Work to do:
Transcribe the lines below verbatim, beginning with the line that contains "job: give the outline of every instance of the black" and continuing through the line that contains "[[198,139],[199,2],[0,10],[1,138]]", both included.

%%

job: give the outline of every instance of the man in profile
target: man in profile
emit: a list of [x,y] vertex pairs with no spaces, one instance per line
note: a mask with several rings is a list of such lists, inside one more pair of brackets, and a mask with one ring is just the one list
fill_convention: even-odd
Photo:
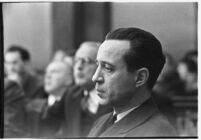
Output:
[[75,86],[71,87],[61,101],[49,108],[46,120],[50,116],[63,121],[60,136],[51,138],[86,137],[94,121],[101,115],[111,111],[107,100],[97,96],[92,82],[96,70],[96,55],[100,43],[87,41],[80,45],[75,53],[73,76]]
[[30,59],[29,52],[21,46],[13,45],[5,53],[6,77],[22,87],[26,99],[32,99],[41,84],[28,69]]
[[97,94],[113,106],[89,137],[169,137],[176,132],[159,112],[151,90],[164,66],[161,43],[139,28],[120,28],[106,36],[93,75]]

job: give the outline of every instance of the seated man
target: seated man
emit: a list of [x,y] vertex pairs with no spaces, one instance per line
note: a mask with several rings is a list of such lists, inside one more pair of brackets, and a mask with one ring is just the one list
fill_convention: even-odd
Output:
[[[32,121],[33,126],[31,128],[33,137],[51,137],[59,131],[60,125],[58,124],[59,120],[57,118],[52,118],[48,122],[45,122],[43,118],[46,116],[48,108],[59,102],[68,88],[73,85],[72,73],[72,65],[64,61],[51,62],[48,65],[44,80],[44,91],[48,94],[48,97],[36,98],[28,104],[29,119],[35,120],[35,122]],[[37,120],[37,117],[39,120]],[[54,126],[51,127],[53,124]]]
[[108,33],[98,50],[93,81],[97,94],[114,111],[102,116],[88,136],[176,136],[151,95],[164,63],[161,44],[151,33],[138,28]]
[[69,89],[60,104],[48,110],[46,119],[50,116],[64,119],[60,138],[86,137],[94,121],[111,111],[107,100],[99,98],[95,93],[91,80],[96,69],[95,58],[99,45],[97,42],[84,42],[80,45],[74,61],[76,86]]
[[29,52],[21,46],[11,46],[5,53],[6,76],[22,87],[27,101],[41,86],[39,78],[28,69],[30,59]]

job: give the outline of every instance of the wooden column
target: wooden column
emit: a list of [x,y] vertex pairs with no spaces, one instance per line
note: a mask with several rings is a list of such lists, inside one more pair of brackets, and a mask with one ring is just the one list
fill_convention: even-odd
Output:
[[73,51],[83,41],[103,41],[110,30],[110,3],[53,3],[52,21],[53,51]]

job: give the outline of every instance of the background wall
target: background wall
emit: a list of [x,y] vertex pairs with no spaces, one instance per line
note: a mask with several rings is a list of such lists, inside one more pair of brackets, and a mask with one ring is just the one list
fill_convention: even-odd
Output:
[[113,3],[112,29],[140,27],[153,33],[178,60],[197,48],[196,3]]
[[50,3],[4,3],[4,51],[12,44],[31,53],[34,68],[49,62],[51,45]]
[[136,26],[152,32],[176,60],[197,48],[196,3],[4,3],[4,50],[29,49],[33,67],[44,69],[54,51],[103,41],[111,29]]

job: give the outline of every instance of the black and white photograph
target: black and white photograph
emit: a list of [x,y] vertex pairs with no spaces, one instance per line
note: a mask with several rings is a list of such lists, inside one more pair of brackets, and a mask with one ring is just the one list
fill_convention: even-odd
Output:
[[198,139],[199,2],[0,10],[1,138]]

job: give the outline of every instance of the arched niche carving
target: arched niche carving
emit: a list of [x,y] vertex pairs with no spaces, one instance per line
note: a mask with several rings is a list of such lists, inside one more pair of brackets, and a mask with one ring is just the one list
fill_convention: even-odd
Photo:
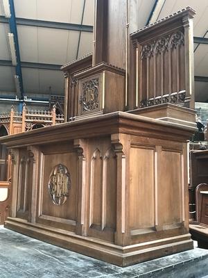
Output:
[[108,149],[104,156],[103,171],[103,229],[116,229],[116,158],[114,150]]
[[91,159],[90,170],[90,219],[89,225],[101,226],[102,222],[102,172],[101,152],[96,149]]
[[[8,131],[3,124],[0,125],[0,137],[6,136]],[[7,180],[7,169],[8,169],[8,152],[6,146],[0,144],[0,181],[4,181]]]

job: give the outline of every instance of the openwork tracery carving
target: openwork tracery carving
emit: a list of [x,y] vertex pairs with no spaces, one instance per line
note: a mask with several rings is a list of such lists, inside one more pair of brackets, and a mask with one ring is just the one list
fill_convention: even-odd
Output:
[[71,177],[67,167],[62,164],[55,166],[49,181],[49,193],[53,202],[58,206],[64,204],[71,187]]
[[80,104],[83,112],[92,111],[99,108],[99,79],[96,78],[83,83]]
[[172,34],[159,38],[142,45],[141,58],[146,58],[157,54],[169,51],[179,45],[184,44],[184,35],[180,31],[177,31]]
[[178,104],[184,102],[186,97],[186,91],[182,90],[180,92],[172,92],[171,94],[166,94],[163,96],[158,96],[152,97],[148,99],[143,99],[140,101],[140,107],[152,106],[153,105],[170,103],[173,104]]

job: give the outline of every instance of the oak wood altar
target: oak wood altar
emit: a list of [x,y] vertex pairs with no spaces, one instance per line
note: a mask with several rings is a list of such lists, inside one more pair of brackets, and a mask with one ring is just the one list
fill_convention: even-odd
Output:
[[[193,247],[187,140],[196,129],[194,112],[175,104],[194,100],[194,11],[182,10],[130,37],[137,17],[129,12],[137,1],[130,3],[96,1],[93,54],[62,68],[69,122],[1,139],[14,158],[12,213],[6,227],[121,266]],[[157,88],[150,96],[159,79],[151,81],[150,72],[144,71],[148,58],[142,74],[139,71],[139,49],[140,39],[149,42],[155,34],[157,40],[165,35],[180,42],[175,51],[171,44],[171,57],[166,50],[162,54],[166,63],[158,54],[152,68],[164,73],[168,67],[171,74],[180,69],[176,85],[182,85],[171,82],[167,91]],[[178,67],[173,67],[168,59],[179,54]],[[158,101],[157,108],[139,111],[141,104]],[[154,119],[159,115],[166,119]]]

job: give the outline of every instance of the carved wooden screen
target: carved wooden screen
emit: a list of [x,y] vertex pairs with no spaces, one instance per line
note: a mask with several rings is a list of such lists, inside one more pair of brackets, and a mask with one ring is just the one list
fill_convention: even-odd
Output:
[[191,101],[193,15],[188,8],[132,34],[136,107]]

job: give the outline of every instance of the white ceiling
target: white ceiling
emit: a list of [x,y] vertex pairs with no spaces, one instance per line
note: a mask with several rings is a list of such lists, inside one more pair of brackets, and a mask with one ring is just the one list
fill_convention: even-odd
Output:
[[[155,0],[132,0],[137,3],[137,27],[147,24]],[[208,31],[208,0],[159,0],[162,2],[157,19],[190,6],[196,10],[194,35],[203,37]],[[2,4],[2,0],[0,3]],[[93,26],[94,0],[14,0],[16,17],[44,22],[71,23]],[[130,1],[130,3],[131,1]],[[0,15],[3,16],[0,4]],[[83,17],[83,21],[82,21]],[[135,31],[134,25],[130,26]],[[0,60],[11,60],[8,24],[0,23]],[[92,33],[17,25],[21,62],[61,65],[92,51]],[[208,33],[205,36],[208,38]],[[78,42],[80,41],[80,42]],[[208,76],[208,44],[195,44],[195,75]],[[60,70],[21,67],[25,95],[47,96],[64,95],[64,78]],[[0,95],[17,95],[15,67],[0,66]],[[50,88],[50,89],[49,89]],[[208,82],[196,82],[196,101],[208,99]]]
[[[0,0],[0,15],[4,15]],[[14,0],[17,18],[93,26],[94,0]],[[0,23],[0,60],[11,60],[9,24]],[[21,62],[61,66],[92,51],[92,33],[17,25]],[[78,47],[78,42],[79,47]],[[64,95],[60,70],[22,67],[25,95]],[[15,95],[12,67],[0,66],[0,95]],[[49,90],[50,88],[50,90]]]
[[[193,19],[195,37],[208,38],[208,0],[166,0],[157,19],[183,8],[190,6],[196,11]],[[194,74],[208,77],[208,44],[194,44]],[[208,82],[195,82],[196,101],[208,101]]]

%%
%%

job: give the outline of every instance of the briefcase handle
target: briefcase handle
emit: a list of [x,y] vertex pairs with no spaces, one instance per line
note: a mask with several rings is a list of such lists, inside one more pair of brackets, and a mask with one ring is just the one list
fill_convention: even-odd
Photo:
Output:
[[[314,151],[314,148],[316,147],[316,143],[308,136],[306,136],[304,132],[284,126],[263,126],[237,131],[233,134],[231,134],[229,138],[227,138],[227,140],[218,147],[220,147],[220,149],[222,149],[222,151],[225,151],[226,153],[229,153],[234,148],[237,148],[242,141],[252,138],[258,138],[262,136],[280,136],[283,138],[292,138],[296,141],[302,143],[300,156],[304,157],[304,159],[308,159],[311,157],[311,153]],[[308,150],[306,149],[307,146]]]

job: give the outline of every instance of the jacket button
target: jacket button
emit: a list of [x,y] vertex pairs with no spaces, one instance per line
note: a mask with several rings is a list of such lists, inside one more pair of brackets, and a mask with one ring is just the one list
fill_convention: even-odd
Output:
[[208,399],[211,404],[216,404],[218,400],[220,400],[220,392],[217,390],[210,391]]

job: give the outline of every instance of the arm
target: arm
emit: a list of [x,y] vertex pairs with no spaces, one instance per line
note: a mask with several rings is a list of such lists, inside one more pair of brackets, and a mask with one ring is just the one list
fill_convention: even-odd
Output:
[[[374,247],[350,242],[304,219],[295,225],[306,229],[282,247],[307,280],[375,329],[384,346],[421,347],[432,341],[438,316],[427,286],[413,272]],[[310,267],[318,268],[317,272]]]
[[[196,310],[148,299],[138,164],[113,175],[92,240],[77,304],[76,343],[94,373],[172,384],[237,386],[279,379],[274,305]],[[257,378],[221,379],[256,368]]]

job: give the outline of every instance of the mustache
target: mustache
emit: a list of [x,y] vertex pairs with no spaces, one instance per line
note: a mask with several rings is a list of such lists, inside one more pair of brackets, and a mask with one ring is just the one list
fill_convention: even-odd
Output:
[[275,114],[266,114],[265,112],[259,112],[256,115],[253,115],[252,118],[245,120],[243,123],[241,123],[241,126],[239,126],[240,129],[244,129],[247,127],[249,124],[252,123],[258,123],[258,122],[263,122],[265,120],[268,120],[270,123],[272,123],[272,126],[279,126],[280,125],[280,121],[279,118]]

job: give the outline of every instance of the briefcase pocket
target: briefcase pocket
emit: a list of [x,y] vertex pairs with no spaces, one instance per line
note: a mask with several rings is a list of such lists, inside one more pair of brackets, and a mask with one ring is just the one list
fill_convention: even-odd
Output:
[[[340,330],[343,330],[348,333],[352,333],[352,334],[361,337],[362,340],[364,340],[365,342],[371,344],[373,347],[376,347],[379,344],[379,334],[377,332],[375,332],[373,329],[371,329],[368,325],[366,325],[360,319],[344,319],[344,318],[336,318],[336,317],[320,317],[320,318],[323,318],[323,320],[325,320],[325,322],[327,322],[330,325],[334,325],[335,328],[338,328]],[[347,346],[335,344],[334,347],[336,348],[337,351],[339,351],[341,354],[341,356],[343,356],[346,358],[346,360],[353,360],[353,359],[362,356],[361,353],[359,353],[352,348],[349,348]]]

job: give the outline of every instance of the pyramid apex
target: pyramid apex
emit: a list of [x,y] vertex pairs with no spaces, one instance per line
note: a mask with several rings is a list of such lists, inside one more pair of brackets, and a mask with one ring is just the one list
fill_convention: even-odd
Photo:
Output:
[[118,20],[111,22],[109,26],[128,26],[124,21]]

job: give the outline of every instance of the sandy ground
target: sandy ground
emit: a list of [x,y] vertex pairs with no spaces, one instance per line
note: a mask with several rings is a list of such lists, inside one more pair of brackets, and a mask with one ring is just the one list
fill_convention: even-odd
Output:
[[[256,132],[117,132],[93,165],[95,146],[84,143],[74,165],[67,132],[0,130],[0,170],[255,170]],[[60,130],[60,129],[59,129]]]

%%

Exercise response:
job: give the outline of every instance of the black and white photograph
target: black and white photograph
emit: a list of [x,y] vertex pairs with no spaces, one instance per line
note: a mask with several rings is a list of such lists, inside one more pair of brackets, and a mask with one ring is just the one list
fill_convention: even-odd
Output:
[[198,139],[199,2],[0,10],[1,138]]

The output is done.